EXTRACTED TEXT:
— Start —
The Pennsylvania State Building & Construction Trades Council is made up of 16 Regional Council and more than 115 local unions from 15 International Building Trades Unions.

Safety Training

The Pennsylvania State Building & Construction Trades Council and its affiliated members support and provide training to their members in order to provide the best and safest trained workforce.

Safety training helps the worker identify possible hazards and prevent on-the-job accidents. By providing the best safety training, Contractors and Unions strive to insure that workers are able to earn a living and return home each day uninjured.

Many of the Building Trades Local Unions have adopted and incorporated the OSHA 10 hour Safety Training Course or the Building and Construction Trades Departments “Smart Mark Safety Training” modeled after the OSHA 10 hour training into their Collective Bargaining Agreements and Apprenticeship Training Programs. A workforce that has been provided the proper safety training focuses on the prevention of accidents. Safety training also helps the contractors keep their Experience Modification Rates (EMR) low, thus enabling them to competitively bid on projects that would otherwise keep them off a bid list, plus reducing their workers compensation premiums.

Building Trades Apprenticeship

One of the top priorities identified in Pennsylvania and around the entire country is the growing demand of highly trained and skilled workers in the construction trades.
— End —
EXCERPTED RECORDS:
— Start —
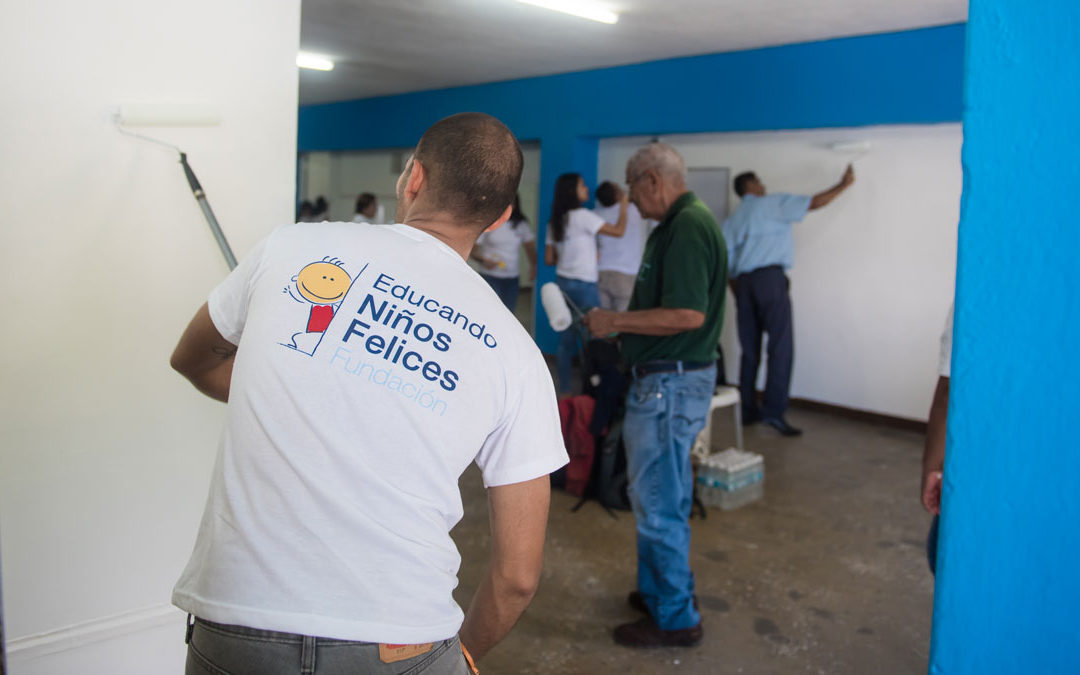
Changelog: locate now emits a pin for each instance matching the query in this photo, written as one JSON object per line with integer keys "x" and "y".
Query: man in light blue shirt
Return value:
{"x": 760, "y": 248}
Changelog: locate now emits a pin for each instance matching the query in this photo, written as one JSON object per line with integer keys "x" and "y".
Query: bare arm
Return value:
{"x": 204, "y": 356}
{"x": 518, "y": 517}
{"x": 933, "y": 454}
{"x": 658, "y": 321}
{"x": 824, "y": 198}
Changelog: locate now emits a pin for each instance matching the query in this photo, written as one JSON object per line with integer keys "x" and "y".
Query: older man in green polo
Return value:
{"x": 669, "y": 336}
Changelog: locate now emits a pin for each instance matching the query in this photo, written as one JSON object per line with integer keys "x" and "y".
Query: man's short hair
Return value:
{"x": 473, "y": 165}
{"x": 607, "y": 193}
{"x": 660, "y": 158}
{"x": 741, "y": 181}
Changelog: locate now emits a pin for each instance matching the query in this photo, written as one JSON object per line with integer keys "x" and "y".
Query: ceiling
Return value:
{"x": 392, "y": 46}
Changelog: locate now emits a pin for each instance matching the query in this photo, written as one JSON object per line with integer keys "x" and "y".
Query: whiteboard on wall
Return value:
{"x": 711, "y": 186}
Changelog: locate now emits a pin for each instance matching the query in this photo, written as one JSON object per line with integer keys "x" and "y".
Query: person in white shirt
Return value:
{"x": 498, "y": 252}
{"x": 367, "y": 208}
{"x": 619, "y": 256}
{"x": 933, "y": 451}
{"x": 336, "y": 482}
{"x": 571, "y": 248}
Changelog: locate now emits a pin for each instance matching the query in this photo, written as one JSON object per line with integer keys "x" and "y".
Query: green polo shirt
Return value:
{"x": 685, "y": 266}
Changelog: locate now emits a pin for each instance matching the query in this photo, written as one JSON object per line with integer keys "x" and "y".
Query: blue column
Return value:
{"x": 1009, "y": 565}
{"x": 558, "y": 154}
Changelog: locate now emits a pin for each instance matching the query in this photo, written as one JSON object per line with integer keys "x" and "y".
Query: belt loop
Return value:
{"x": 308, "y": 656}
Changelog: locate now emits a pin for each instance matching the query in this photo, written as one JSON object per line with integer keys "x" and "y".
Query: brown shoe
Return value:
{"x": 645, "y": 634}
{"x": 636, "y": 601}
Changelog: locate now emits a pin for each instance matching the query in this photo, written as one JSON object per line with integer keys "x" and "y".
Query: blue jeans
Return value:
{"x": 215, "y": 648}
{"x": 585, "y": 295}
{"x": 664, "y": 414}
{"x": 505, "y": 288}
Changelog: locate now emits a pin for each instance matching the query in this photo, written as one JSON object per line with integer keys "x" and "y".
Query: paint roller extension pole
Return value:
{"x": 214, "y": 227}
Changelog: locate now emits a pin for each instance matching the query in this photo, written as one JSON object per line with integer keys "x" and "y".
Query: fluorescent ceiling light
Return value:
{"x": 577, "y": 8}
{"x": 313, "y": 62}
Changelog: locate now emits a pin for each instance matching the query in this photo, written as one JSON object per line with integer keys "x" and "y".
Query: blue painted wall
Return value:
{"x": 1008, "y": 589}
{"x": 902, "y": 78}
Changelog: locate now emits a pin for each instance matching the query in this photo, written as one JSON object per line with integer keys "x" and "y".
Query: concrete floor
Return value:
{"x": 826, "y": 575}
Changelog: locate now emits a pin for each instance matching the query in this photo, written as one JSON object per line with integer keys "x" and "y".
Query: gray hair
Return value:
{"x": 660, "y": 158}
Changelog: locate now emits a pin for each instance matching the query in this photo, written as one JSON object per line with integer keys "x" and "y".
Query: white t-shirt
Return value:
{"x": 621, "y": 254}
{"x": 502, "y": 245}
{"x": 577, "y": 252}
{"x": 945, "y": 362}
{"x": 373, "y": 366}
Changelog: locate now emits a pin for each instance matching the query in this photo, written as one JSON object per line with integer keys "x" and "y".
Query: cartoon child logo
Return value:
{"x": 323, "y": 285}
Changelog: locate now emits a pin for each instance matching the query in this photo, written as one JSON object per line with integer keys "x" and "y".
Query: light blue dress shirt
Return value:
{"x": 759, "y": 232}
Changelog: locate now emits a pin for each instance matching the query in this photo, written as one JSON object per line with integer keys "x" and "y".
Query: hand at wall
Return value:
{"x": 848, "y": 177}
{"x": 932, "y": 491}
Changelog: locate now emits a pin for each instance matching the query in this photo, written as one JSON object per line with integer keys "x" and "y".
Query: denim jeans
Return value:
{"x": 219, "y": 649}
{"x": 505, "y": 288}
{"x": 585, "y": 295}
{"x": 664, "y": 414}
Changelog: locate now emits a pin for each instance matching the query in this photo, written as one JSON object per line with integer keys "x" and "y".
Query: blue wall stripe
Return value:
{"x": 899, "y": 78}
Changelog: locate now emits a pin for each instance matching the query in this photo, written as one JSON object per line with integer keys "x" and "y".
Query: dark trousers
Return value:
{"x": 764, "y": 306}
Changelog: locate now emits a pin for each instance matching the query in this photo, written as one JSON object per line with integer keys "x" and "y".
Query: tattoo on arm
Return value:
{"x": 225, "y": 352}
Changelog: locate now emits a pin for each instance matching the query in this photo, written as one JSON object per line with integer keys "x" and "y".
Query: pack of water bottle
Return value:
{"x": 731, "y": 478}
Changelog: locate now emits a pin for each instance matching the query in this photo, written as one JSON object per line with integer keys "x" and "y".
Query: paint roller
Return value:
{"x": 178, "y": 115}
{"x": 562, "y": 312}
{"x": 556, "y": 306}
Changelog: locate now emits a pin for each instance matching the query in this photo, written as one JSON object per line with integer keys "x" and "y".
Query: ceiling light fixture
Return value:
{"x": 577, "y": 8}
{"x": 313, "y": 62}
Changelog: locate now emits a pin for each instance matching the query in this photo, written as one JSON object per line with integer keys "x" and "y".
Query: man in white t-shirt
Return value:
{"x": 619, "y": 256}
{"x": 336, "y": 483}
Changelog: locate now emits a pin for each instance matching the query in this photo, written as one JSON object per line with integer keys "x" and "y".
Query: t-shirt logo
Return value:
{"x": 323, "y": 285}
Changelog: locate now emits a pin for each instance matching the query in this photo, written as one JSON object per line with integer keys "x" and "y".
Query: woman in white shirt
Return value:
{"x": 498, "y": 252}
{"x": 571, "y": 247}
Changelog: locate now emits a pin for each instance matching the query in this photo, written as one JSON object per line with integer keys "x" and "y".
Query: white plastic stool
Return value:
{"x": 723, "y": 397}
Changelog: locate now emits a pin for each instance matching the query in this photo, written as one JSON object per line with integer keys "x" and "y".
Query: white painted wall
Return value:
{"x": 874, "y": 271}
{"x": 106, "y": 454}
{"x": 341, "y": 176}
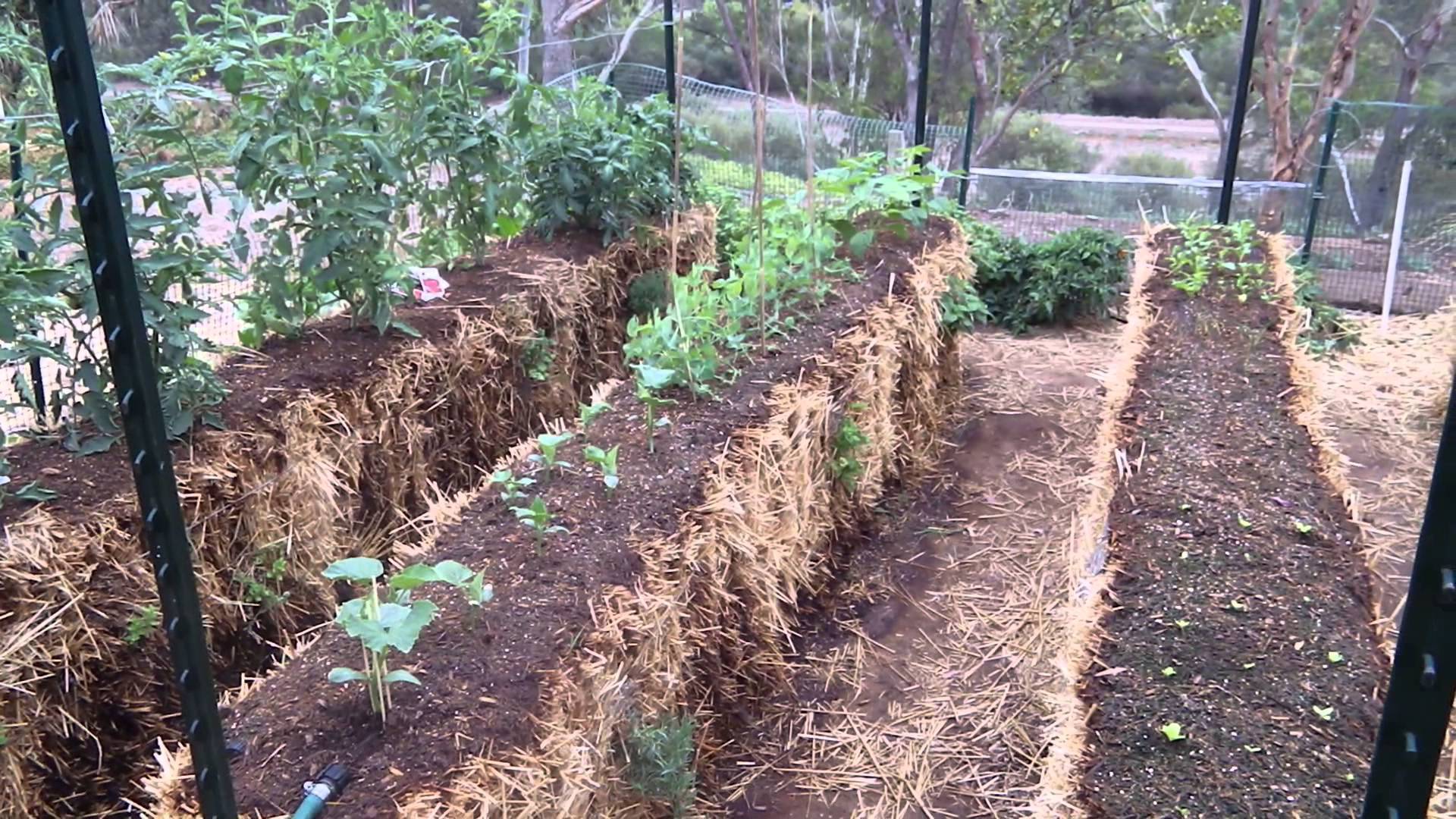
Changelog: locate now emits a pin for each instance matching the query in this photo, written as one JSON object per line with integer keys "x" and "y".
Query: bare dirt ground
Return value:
{"x": 941, "y": 679}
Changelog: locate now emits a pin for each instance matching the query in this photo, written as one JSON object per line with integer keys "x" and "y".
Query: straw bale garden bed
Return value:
{"x": 679, "y": 502}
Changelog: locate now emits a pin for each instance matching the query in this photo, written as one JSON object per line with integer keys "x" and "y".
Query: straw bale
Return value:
{"x": 329, "y": 474}
{"x": 1087, "y": 558}
{"x": 707, "y": 629}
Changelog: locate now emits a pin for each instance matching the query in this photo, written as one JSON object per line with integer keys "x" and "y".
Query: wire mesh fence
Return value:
{"x": 1354, "y": 222}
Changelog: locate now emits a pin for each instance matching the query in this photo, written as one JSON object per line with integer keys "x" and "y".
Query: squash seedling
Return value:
{"x": 604, "y": 460}
{"x": 392, "y": 621}
{"x": 539, "y": 521}
{"x": 548, "y": 445}
{"x": 651, "y": 379}
{"x": 510, "y": 484}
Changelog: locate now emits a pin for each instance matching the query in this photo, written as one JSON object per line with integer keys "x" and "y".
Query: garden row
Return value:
{"x": 647, "y": 560}
{"x": 1235, "y": 668}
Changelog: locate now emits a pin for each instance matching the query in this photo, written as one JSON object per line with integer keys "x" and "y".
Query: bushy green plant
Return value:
{"x": 1036, "y": 145}
{"x": 392, "y": 621}
{"x": 660, "y": 764}
{"x": 1150, "y": 164}
{"x": 1072, "y": 275}
{"x": 593, "y": 161}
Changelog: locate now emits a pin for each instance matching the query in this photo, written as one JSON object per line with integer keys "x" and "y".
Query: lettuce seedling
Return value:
{"x": 391, "y": 620}
{"x": 604, "y": 460}
{"x": 648, "y": 382}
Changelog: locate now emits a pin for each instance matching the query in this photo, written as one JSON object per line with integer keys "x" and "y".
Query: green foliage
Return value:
{"x": 511, "y": 485}
{"x": 962, "y": 306}
{"x": 538, "y": 357}
{"x": 661, "y": 761}
{"x": 1034, "y": 145}
{"x": 849, "y": 439}
{"x": 593, "y": 161}
{"x": 1072, "y": 275}
{"x": 539, "y": 521}
{"x": 143, "y": 624}
{"x": 606, "y": 461}
{"x": 1150, "y": 164}
{"x": 650, "y": 382}
{"x": 392, "y": 621}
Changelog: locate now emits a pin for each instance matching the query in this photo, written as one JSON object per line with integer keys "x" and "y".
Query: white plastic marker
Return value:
{"x": 1395, "y": 246}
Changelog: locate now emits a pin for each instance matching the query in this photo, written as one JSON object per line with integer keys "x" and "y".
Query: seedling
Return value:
{"x": 588, "y": 413}
{"x": 510, "y": 484}
{"x": 392, "y": 621}
{"x": 604, "y": 460}
{"x": 143, "y": 624}
{"x": 539, "y": 521}
{"x": 648, "y": 382}
{"x": 548, "y": 445}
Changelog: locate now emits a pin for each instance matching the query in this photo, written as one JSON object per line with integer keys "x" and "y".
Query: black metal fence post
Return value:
{"x": 1241, "y": 104}
{"x": 1423, "y": 676}
{"x": 670, "y": 50}
{"x": 1318, "y": 191}
{"x": 922, "y": 91}
{"x": 18, "y": 197}
{"x": 965, "y": 152}
{"x": 104, "y": 223}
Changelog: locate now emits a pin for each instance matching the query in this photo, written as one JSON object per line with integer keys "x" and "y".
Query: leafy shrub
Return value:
{"x": 1034, "y": 145}
{"x": 1072, "y": 275}
{"x": 661, "y": 761}
{"x": 593, "y": 161}
{"x": 1152, "y": 165}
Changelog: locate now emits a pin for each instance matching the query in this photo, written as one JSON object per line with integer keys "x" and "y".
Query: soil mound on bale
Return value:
{"x": 340, "y": 444}
{"x": 670, "y": 598}
{"x": 1239, "y": 672}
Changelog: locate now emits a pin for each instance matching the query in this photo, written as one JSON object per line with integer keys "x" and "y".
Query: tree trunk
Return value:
{"x": 1416, "y": 52}
{"x": 737, "y": 47}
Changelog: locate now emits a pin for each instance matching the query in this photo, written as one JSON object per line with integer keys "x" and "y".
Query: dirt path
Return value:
{"x": 928, "y": 700}
{"x": 1238, "y": 670}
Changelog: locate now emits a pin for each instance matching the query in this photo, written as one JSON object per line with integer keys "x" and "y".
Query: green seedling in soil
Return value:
{"x": 661, "y": 763}
{"x": 539, "y": 521}
{"x": 588, "y": 413}
{"x": 604, "y": 460}
{"x": 548, "y": 444}
{"x": 510, "y": 484}
{"x": 848, "y": 442}
{"x": 391, "y": 620}
{"x": 650, "y": 381}
{"x": 143, "y": 624}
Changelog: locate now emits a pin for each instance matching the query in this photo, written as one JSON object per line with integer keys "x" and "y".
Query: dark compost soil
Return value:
{"x": 482, "y": 670}
{"x": 327, "y": 356}
{"x": 1216, "y": 582}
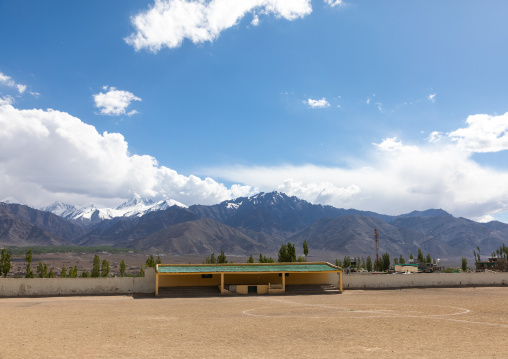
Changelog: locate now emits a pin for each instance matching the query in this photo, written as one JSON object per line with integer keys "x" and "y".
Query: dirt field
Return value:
{"x": 445, "y": 323}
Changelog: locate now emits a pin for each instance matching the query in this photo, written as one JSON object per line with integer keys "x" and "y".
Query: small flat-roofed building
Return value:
{"x": 250, "y": 278}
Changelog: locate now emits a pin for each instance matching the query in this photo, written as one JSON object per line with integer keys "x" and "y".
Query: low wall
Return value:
{"x": 391, "y": 281}
{"x": 26, "y": 287}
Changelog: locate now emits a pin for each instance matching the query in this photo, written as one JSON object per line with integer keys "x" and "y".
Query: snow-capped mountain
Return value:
{"x": 60, "y": 209}
{"x": 137, "y": 206}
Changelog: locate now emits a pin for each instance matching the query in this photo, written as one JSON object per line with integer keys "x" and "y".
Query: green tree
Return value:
{"x": 150, "y": 262}
{"x": 42, "y": 270}
{"x": 222, "y": 257}
{"x": 63, "y": 274}
{"x": 464, "y": 264}
{"x": 105, "y": 268}
{"x": 287, "y": 253}
{"x": 122, "y": 268}
{"x": 96, "y": 269}
{"x": 28, "y": 257}
{"x": 5, "y": 263}
{"x": 369, "y": 264}
{"x": 346, "y": 262}
{"x": 384, "y": 262}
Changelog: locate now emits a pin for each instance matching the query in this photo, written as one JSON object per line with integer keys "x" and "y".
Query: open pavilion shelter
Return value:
{"x": 248, "y": 278}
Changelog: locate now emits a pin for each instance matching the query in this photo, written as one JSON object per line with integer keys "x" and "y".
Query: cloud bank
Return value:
{"x": 48, "y": 155}
{"x": 114, "y": 102}
{"x": 168, "y": 22}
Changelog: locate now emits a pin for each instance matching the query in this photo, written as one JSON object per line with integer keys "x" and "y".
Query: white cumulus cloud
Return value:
{"x": 48, "y": 155}
{"x": 168, "y": 22}
{"x": 323, "y": 103}
{"x": 399, "y": 178}
{"x": 114, "y": 102}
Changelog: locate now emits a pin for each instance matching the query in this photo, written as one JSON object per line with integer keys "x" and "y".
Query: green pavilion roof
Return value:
{"x": 246, "y": 268}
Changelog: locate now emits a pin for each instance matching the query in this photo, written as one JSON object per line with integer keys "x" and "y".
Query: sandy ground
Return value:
{"x": 424, "y": 323}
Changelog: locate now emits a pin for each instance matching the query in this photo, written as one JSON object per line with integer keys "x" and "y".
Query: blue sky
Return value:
{"x": 387, "y": 106}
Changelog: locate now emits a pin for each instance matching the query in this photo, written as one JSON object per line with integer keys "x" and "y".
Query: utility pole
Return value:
{"x": 376, "y": 236}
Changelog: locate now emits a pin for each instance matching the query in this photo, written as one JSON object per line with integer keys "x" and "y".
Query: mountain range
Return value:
{"x": 248, "y": 225}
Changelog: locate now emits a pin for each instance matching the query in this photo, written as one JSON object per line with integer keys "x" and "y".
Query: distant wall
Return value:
{"x": 27, "y": 287}
{"x": 389, "y": 281}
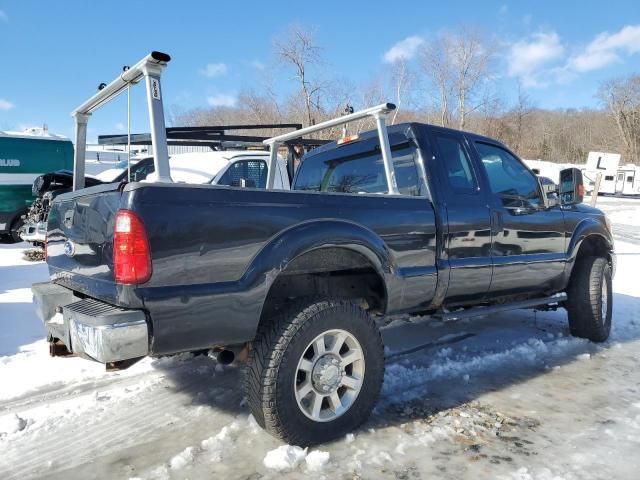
— End —
REQUIRED WORK: Continue the text about the Pennsylvania building trades from where it stops. The lines above are separate material and are not part of the text about the Pennsylvania building trades.

EXPECTED OUTPUT:
In order to promote training and recruitment into registered apprenticeship programs to meet these demands, the Pennsylvania State Building & Construction Trades Council promotes the use of Pre-Apprentice Training Programs, developed by the Building & Construction Trades Department Joint Apprenticeship Training Committee, in public and private schools. This will give many students the preparation they need to enter into the apprenticeship programs in the construction trades and help lower the high numbers of students that choose to drop out of school. Due to the increased cost of a college education, many students that graduate high school never plan on attending college.

Apprenticeship training is the best way to provide a highly skilled and trained workforce in the construction industry. Apprentices that participate in a program registered with the United States Department of Labor are provided training in two ways. They get to work on a job for a participating contractor in order to receive credit for on-the-job training hours and they attend training classes related to the trade they have chosen. Most apprenticeship training programs are four (4) or five (5) years and as the apprentice progresses their pay increases. The training costs are provided by the apprenticeship program that is jointly managed by Labor and Management.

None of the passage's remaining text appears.